The question was a softball, at which Obama swung hard, repeating his irritation that Republicans had questioned the qualifications of National Security Advisor Susan Rice to be Secretary of State, as if her gender (and race) were the source of their objections, rather than her dishonesty in the Benghazi affair.
Obama concluded by noting that both candidates were highly qualified. "Major, I'd defend you if somebody was saying something that wasn't true about you," Obama added in response to a follow-up, eliciting laughter and mirth in the press gallery.
Next up was Carol Lee of the Wall Street Journal, and before she could ask her question, the president congratulated her the recent birth of her son Hudson. "I appreciate you making it a slow news week," she said gratefully, before asking another question about the NSA, to which Obama responded with the now-customary filibuster, answering for several minutes without providing any new information, burning through the clock.
Jonathan Karl of ABC News asked a question about Obama's previous statements that Al Qaeda "has been decimated" and is "on the run"--a question anticipated by Jonathan Allen and Carrie Budoff Brown of Politico, which posed it as one of six key questions they would hope to see asked. In his answer, Obama tried to distinguish between the diminished "core" of the Al Qaeda group that attacked the U.S. in 2001, and its more disparate local affiliates.
Ed Henry of Fox News surprised by asking a question that had seemed unlikely, asking the president whether he felt he could "pick and choose" laws to enforce, based on his delay of the October 1 deadline for the employer mandate of Obamacare; and also asking why the perpetrators of Benghazi had not been apprehended. The president responded brusquely that he had not found Osama bin Laden in eleven months, either.
On health care, Obama said: "I simply didn't choose to delay this on my own; this was in consultation with businesses across the country," he said, ignoring the fact that Congress, not private business, has the power to make and amend laws. As for Congress, "We're not in a normal atmosphere," he said, implying that he could not approach Congress to work together--ignoring the fact that he had just done so on exempting Congress itself from Obamacare.
"We had the executive authority" to delay the implementation of Obamacare, he told Henry, using the royal "we"--a departure from the usual "I" that peppers Obama's public statements. President Obama did not say, however, whence he derived that executive authority. He then ran through a list of benefits that, he said, the public was already seeing--a staple of his stump speeches in the past several weeks--and attacked Republicans again.

=== Dataset entries ===
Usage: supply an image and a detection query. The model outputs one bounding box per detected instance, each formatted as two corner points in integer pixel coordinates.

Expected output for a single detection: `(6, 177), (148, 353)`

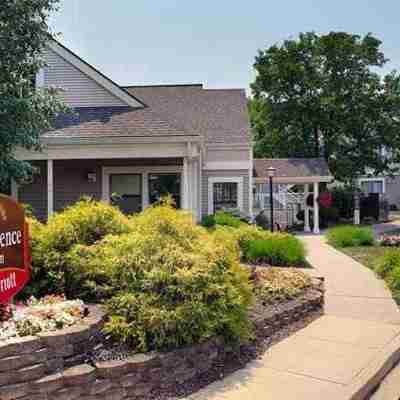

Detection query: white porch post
(304, 183), (311, 233)
(11, 179), (18, 201)
(314, 182), (319, 234)
(47, 160), (54, 218)
(182, 157), (190, 210)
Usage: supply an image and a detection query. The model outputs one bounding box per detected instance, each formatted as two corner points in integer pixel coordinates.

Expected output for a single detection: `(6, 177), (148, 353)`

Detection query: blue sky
(52, 0), (400, 89)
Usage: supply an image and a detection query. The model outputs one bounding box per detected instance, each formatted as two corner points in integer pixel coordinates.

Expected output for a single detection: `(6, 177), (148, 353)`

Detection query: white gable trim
(48, 40), (144, 108)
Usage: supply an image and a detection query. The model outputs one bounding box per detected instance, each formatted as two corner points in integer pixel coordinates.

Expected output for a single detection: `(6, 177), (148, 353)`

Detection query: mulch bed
(151, 289), (323, 400)
(75, 272), (323, 400)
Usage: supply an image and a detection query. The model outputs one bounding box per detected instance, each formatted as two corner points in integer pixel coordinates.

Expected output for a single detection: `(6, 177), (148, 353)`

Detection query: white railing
(254, 192), (304, 210)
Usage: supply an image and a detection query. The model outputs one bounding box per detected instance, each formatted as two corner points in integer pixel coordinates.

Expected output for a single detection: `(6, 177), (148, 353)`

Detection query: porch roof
(254, 158), (333, 183)
(43, 106), (199, 139)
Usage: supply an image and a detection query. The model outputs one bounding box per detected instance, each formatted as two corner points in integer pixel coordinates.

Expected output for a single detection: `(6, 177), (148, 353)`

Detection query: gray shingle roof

=== APPLY WHAT YOU READ ===
#1 List every news organization named in the press conference excerpt.
#2 According to the press conference excerpt, what was the deadline for the Obamacare employer mandate that the president delayed?

=== SOLUTIONS TO THE EXERCISE ===
#1 Wall Street Journal, ABC News, Politico, Fox News

#2 October 1